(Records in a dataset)
********************

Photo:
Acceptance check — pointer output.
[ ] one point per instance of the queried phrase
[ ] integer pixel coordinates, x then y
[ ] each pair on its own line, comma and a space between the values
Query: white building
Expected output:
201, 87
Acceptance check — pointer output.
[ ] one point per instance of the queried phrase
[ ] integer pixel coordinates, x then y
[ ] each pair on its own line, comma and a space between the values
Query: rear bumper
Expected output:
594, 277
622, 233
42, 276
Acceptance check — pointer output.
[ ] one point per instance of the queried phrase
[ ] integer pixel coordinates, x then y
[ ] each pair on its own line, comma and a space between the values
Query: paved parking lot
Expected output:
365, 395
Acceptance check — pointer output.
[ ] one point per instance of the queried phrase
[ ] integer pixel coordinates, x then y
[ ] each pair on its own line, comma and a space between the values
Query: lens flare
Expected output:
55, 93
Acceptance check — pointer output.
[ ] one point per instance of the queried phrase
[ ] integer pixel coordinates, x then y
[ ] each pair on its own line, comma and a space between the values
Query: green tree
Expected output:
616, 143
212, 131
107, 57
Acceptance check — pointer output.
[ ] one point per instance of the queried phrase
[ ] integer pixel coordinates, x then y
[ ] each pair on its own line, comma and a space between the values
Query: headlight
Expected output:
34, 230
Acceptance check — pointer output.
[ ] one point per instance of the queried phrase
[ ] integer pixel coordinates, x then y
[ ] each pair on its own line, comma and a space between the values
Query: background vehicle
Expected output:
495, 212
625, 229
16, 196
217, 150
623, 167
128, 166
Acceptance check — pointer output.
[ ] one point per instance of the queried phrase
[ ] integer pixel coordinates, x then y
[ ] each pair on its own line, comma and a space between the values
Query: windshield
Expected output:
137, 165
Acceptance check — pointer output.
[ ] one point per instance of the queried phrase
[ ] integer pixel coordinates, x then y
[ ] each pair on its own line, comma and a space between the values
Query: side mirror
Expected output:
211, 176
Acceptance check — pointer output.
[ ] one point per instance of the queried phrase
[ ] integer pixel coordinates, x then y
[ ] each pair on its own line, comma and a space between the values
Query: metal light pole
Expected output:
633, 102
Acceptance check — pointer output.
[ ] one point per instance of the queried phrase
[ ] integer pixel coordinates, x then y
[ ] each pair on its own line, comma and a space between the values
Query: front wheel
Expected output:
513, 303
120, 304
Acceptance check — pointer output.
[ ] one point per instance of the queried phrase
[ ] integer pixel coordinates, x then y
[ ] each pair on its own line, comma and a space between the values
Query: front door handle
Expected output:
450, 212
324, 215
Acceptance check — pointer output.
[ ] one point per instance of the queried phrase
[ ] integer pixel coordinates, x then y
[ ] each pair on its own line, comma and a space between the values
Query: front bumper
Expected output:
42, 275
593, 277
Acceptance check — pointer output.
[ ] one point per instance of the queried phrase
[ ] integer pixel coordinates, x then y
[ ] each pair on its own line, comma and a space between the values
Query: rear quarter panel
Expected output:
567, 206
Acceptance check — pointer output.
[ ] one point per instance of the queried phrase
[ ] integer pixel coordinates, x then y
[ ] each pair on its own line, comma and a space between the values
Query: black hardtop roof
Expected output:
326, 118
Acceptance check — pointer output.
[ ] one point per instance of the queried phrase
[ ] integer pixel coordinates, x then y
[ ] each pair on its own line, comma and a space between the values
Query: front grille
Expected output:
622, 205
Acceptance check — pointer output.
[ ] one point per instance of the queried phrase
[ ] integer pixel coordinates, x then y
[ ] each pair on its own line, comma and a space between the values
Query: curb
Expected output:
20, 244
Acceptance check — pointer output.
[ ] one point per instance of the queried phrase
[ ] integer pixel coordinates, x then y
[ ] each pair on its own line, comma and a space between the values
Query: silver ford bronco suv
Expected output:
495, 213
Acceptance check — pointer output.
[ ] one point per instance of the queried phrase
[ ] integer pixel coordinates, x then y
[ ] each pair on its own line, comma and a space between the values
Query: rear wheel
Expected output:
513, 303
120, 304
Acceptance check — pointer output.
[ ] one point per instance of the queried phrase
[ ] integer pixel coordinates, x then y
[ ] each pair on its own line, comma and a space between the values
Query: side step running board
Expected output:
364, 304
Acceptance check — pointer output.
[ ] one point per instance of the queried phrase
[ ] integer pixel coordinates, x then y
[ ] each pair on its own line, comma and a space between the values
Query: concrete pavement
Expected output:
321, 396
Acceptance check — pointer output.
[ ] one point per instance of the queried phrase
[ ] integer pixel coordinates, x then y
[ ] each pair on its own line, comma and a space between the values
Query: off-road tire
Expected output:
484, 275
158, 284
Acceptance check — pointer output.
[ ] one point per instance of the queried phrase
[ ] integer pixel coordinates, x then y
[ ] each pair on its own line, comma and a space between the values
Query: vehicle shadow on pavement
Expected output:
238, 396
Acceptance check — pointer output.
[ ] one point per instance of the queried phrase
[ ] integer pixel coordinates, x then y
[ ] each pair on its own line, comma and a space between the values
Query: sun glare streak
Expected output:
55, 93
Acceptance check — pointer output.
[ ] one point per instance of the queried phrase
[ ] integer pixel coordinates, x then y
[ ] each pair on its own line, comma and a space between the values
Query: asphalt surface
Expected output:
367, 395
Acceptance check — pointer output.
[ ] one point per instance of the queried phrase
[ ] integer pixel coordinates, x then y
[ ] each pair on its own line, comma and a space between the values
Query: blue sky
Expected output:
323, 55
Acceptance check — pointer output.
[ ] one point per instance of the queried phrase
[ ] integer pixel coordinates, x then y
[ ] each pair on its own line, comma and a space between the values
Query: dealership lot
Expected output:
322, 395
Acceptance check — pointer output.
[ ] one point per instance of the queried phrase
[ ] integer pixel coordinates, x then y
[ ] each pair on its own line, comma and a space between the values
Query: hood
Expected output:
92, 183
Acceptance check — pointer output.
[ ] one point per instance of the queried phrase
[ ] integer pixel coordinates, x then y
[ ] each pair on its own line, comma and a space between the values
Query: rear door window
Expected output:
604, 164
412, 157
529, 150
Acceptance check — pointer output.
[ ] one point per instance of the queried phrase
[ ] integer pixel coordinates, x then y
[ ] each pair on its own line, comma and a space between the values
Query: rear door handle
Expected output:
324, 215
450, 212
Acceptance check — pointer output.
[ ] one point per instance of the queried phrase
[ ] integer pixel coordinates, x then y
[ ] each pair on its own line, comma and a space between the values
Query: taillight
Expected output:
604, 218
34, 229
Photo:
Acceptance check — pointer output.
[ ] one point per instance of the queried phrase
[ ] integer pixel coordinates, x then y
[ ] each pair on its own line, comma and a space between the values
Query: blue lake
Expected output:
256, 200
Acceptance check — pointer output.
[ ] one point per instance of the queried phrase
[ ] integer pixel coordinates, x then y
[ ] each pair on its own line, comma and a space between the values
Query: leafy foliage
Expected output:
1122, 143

********************

# GOAL
Pull out each line of the items that contains the word "front" and list those lines.

# SOLUTION FOR THIS EXERCISE
Query: front wheel
Query: front door handle
Query: front bumper
Query: front grille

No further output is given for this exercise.